WHAT NEEDS TO BE DONE
Which of the lines below contain the string "vest"? Copy each one.

RECORDS FOR THIS EXERCISE
-*-*-

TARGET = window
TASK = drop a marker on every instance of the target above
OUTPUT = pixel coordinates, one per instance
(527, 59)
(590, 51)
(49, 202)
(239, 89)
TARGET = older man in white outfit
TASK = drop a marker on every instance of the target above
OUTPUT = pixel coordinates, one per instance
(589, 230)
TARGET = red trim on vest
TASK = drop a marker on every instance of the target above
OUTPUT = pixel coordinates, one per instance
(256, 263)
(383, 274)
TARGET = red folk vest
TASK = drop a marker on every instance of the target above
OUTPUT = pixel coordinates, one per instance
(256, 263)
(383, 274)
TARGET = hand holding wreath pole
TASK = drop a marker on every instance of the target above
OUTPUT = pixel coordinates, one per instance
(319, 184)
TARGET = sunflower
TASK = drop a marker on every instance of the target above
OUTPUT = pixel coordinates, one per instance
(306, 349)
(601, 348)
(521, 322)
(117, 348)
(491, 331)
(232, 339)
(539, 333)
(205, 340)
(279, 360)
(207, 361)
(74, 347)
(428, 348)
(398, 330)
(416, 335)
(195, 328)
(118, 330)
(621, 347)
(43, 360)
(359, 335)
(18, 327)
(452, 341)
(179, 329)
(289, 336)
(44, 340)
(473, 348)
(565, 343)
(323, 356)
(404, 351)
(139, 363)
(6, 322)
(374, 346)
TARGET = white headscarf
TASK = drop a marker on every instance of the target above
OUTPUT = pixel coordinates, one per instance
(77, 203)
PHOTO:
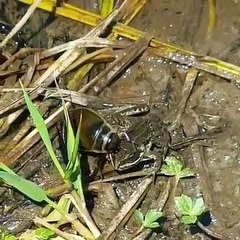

-*-*-

OUTPUT OF THE TASK
TARGET = red trim on vest
TARGET = red folk vest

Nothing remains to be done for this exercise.